Ali Davutoğlu, the Turkish consul general in Benghazi, said the ship Ankara had brought 230 passengers from Misrata and was picking up another 100 from Benghazi before sailing to the port of Çeşme, where hospitals were preparing to welcome them.

The Turkish government funded the trip, and the Turkish Red Crescent and Humanitarian Aid Foundation (İHH) provided staff and supplies, the consul general said. Twelve Turkish jets and a frigate provided protection as the ferry docked at Misrata on Saturday, the Turkish Foreign Ministry said in a statement. The ship is expected to arrive in Çeşme on Tuesday night.

Before the ship docked, Foreign Minister Ahmet Davutoğlu contacted the Libyan government and opposition for the declaration of a temporary cease-fire in Misrata; subsequently, a ferry with ambulances and medical equipment on board were eventually able to enter the port and take wounded Libyans after it spent four days waiting in vain for permission to dock.

##########

Exercise set ->
(1) For each statement (a), (b) and (c), say whether it agrees with the text about the Turkish ferry to Libya. Answer yes or no, and quote the deciding words of the text exactly. (a) The ship Ankara carried 230 passengers from Misrata. (b) Ten Turkish jets protected the ferry as it docked at Misrata. (c) The ship is expected to reach Çeşme on Tuesday night.
(2) Copy word for word the part of the text about the Turkish ferry to Libya that begins at the words "The Turkish government" and ends after the words "on Tuesday night.".

##########

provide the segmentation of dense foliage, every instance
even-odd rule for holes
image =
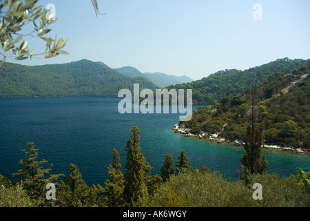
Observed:
[[[194,104],[210,104],[214,101],[218,102],[223,97],[251,88],[258,75],[260,75],[258,83],[260,84],[270,75],[277,72],[289,74],[302,65],[310,65],[310,60],[280,59],[243,71],[236,69],[221,70],[198,81],[170,86],[167,88],[184,89],[185,91],[192,89]]]
[[[276,73],[257,89],[259,122],[265,143],[310,148],[310,69],[302,66],[291,74]],[[184,122],[192,133],[220,133],[227,140],[243,140],[251,106],[251,90],[223,97],[199,108]]]
[[[119,73],[130,77],[141,77],[146,78],[154,84],[158,88],[163,88],[169,85],[192,82],[194,81],[186,75],[167,75],[161,73],[142,73],[138,70],[133,67],[123,67],[120,68],[115,68],[114,70]]]
[[[68,166],[69,175],[52,175],[51,169],[43,169],[48,162],[37,162],[38,149],[28,144],[23,150],[27,157],[21,160],[21,169],[15,175],[23,179],[12,183],[0,175],[0,206],[3,207],[118,207],[118,206],[309,206],[309,173],[300,169],[296,175],[280,178],[276,174],[251,175],[245,183],[231,181],[218,172],[202,166],[194,170],[185,151],[180,151],[174,165],[167,155],[161,177],[151,175],[152,166],[142,153],[141,132],[131,130],[128,140],[126,171],[121,171],[120,155],[115,149],[113,162],[108,167],[109,179],[105,186],[88,186],[74,164]],[[162,180],[161,177],[165,177]],[[61,178],[60,182],[56,182]],[[54,198],[46,184],[56,186]],[[252,186],[263,186],[262,200],[254,199]]]
[[[131,78],[103,63],[86,59],[63,64],[10,66],[0,68],[0,97],[117,97],[121,89],[132,91],[134,84],[139,84],[140,89],[156,88],[145,78]]]

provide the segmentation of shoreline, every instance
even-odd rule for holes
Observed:
[[[174,133],[180,133],[185,137],[198,139],[204,139],[207,141],[218,144],[231,144],[241,147],[244,144],[244,143],[239,140],[225,140],[225,138],[218,136],[220,133],[216,133],[214,134],[208,134],[207,133],[201,133],[200,134],[192,134],[190,133],[190,128],[187,128],[182,126],[180,126],[178,124],[176,124],[174,127],[172,128],[172,130],[174,131]],[[287,146],[281,146],[279,145],[270,145],[264,144],[262,145],[262,148],[269,150],[288,151],[296,154],[310,155],[310,149],[298,148],[293,146],[287,147]]]

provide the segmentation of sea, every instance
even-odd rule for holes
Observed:
[[[100,97],[1,98],[0,99],[0,174],[12,181],[21,168],[19,161],[27,158],[23,149],[28,142],[38,148],[37,161],[45,160],[43,168],[51,174],[69,174],[70,164],[76,164],[82,179],[92,186],[105,186],[107,167],[112,162],[113,150],[121,156],[125,173],[126,144],[130,129],[138,126],[140,146],[153,167],[152,174],[160,174],[167,154],[176,164],[180,151],[185,151],[194,169],[205,166],[227,179],[238,179],[238,169],[243,148],[216,144],[205,140],[184,137],[172,130],[180,114],[119,113],[121,99]],[[193,107],[194,110],[197,106]],[[282,177],[296,174],[299,168],[310,171],[309,155],[264,150],[269,173]]]

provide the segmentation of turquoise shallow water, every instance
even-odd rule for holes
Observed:
[[[227,177],[238,178],[236,172],[243,155],[242,148],[185,137],[172,128],[177,114],[125,114],[118,112],[120,99],[22,98],[0,99],[0,173],[10,177],[21,149],[34,142],[39,160],[53,163],[53,173],[68,174],[70,163],[80,169],[91,185],[104,185],[113,148],[118,151],[122,165],[133,126],[141,131],[141,146],[147,160],[159,173],[167,154],[175,162],[184,150],[194,168],[208,166]],[[196,107],[194,107],[195,109]],[[276,151],[265,151],[268,171],[281,176],[296,173],[298,168],[310,170],[309,157]],[[125,169],[123,167],[125,172]]]

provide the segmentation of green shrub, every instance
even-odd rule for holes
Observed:
[[[21,186],[0,186],[0,207],[32,207],[30,198]]]

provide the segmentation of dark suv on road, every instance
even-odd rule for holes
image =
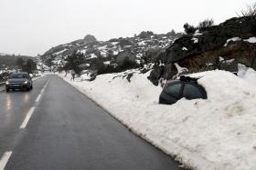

##########

Answers to this exercise ->
(1)
(a) Yes: "the ship Ankara had brought 230 passengers from Misrata"
(b) No: "Twelve Turkish jets and a frigate provided protection"
(c) Yes: "The ship is expected to arrive in Çeşme on Tuesday night."

(2)
The Turkish government funded the trip, and the Turkish Red Crescent and Humanitarian Aid Foundation (İHH) provided staff and supplies, the consul general said. Twelve Turkish jets and a frigate provided protection as the ferry docked at Misrata on Saturday, the Turkish Foreign Ministry said in a statement. The ship is expected to arrive in Çeşme on Tuesday night.